### Task
Please locate every line in the entries below that contains the string "brown" and copy each of those lines. Case counts.
==== Recorded data ====
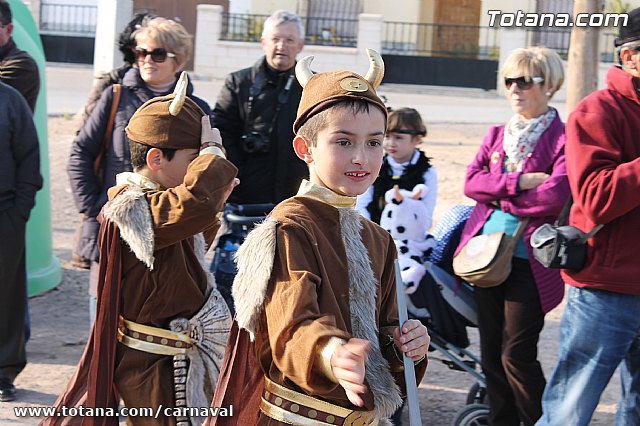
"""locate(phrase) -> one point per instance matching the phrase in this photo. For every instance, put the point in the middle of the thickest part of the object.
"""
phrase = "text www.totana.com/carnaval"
(124, 411)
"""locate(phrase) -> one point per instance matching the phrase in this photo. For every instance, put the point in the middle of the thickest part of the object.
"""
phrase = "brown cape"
(97, 362)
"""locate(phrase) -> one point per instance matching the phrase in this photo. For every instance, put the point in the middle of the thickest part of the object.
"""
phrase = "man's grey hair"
(280, 17)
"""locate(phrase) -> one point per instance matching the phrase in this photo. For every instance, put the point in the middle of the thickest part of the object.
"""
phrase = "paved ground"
(60, 317)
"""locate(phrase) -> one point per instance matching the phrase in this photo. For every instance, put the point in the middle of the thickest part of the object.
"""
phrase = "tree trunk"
(582, 76)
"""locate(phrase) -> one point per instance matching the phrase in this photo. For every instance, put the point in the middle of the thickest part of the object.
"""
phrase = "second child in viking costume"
(317, 340)
(161, 325)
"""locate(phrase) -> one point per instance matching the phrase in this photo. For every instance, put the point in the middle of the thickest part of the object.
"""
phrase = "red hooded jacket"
(603, 165)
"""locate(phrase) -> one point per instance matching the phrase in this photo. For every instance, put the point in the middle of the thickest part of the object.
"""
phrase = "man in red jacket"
(600, 329)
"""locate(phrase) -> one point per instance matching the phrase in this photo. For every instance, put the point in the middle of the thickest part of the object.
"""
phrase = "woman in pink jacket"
(519, 172)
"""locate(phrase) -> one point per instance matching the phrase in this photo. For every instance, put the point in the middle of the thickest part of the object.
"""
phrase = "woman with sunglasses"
(519, 173)
(162, 48)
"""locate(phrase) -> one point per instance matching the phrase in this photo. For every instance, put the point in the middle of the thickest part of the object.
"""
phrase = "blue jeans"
(599, 331)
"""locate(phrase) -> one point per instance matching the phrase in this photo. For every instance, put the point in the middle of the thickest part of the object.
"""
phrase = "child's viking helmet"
(326, 89)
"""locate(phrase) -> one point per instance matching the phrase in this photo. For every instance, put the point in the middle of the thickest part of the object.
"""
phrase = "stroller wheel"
(477, 394)
(472, 415)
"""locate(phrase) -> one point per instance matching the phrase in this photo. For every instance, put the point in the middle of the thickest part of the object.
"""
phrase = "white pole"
(113, 16)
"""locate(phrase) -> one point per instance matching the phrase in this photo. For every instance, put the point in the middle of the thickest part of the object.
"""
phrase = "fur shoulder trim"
(363, 288)
(130, 212)
(255, 263)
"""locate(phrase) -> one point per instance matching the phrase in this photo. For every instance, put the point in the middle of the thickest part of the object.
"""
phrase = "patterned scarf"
(521, 137)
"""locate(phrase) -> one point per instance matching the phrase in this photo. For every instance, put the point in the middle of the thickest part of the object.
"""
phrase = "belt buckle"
(360, 418)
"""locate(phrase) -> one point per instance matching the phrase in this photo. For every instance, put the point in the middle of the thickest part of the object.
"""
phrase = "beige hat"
(320, 91)
(171, 121)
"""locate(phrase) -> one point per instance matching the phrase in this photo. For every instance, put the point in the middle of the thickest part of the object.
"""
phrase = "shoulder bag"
(561, 246)
(485, 260)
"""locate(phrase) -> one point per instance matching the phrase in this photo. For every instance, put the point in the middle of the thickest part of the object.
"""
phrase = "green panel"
(43, 268)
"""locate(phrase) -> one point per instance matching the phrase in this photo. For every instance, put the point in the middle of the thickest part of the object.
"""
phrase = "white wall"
(214, 58)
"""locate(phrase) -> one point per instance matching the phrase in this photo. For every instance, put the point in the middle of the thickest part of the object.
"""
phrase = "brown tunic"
(307, 301)
(174, 287)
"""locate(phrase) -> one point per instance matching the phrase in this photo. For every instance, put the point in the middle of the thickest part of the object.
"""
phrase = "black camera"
(255, 143)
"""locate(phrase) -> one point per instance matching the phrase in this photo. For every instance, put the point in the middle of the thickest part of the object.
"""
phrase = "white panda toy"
(404, 217)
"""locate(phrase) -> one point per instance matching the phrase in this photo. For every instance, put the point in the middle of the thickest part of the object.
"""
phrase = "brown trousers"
(13, 294)
(510, 320)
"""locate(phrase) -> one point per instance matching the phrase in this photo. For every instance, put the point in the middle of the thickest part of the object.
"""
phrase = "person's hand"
(414, 341)
(347, 363)
(235, 182)
(531, 180)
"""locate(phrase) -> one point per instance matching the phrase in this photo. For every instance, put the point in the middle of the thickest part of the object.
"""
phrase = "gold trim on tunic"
(320, 193)
(152, 339)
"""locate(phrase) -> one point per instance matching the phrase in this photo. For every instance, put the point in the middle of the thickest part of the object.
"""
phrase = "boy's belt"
(291, 407)
(152, 339)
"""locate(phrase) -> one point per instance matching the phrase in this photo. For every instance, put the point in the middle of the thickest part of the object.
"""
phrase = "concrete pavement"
(69, 85)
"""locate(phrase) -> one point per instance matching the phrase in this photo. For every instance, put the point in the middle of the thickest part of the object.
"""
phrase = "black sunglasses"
(157, 55)
(523, 83)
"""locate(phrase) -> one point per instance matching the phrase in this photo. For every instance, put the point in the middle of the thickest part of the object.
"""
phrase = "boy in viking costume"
(318, 341)
(161, 324)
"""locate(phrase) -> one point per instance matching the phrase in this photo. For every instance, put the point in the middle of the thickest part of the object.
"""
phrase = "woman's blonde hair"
(535, 62)
(402, 120)
(170, 35)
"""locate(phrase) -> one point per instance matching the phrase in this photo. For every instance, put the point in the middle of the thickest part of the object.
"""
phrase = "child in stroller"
(447, 306)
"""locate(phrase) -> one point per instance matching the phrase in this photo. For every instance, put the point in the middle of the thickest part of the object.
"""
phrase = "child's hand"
(235, 182)
(347, 363)
(414, 341)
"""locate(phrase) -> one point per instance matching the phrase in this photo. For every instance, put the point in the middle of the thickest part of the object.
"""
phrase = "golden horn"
(416, 195)
(303, 70)
(181, 94)
(376, 68)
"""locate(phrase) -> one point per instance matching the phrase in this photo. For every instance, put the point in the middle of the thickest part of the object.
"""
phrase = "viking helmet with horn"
(322, 90)
(171, 121)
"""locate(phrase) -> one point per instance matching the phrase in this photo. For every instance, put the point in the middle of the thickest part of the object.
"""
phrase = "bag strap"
(522, 223)
(106, 141)
(593, 232)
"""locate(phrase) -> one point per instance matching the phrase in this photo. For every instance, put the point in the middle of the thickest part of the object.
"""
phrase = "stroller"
(446, 309)
(239, 219)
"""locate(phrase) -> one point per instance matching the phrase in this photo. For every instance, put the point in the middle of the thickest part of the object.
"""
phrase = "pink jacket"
(487, 182)
(603, 164)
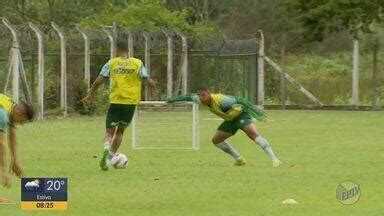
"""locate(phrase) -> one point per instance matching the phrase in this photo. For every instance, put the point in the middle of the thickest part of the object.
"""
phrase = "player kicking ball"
(237, 114)
(125, 75)
(10, 115)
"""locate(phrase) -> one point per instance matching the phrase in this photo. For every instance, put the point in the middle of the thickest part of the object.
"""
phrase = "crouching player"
(237, 114)
(11, 114)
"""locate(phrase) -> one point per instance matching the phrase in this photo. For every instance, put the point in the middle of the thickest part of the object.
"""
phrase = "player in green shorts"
(126, 75)
(11, 113)
(237, 114)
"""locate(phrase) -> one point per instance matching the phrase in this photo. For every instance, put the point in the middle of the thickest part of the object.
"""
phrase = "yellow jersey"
(6, 103)
(125, 80)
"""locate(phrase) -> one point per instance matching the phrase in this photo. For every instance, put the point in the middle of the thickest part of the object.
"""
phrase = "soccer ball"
(119, 161)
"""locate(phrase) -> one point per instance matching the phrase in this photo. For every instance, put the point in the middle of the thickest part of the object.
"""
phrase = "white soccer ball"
(119, 161)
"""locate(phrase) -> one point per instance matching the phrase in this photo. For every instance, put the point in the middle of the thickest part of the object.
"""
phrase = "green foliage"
(63, 12)
(144, 15)
(79, 106)
(52, 91)
(319, 17)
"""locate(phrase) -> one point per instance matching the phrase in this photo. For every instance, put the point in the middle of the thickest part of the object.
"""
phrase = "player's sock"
(227, 148)
(264, 144)
(107, 145)
(105, 157)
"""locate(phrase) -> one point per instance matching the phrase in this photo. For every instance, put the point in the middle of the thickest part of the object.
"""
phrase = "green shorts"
(119, 114)
(238, 123)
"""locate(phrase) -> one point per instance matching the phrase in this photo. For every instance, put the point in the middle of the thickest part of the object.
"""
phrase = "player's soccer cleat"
(104, 160)
(240, 162)
(276, 163)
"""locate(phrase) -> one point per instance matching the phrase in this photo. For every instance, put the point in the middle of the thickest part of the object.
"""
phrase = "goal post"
(160, 125)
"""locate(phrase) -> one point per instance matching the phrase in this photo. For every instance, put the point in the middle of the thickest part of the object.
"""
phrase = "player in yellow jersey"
(126, 75)
(11, 114)
(237, 114)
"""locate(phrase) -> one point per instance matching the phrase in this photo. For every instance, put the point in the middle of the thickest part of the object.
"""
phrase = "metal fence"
(61, 63)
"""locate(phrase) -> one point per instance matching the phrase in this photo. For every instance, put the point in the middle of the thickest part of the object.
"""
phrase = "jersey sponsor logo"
(348, 192)
(120, 70)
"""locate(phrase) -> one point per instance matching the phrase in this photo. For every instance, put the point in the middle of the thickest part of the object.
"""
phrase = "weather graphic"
(32, 185)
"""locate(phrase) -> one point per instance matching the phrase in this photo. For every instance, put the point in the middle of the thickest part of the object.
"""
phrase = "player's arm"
(12, 141)
(182, 98)
(151, 83)
(233, 112)
(104, 74)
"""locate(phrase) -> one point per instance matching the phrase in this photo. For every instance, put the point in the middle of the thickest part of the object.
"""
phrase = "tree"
(321, 16)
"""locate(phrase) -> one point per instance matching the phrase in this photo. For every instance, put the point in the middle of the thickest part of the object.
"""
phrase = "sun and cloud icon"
(35, 184)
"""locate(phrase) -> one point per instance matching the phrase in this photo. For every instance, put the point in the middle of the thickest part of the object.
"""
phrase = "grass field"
(319, 150)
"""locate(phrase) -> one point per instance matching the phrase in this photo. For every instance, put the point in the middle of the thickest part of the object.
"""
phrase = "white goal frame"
(195, 145)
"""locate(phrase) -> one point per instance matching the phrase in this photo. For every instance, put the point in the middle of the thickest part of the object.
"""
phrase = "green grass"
(319, 150)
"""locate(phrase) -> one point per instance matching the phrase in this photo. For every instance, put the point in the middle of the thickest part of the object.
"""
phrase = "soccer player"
(125, 75)
(11, 114)
(237, 114)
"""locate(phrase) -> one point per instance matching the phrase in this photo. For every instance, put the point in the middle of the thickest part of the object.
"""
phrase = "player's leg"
(111, 122)
(118, 138)
(225, 131)
(250, 130)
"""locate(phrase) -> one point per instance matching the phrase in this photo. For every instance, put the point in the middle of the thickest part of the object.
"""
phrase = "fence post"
(260, 71)
(14, 64)
(169, 63)
(355, 73)
(16, 67)
(40, 68)
(374, 72)
(282, 76)
(184, 66)
(63, 57)
(147, 60)
(112, 43)
(87, 58)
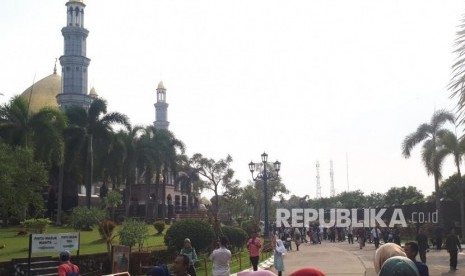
====
### Output
phrase = "brown cape"
phrase = "brown tunic"
phrase = "brown trousers"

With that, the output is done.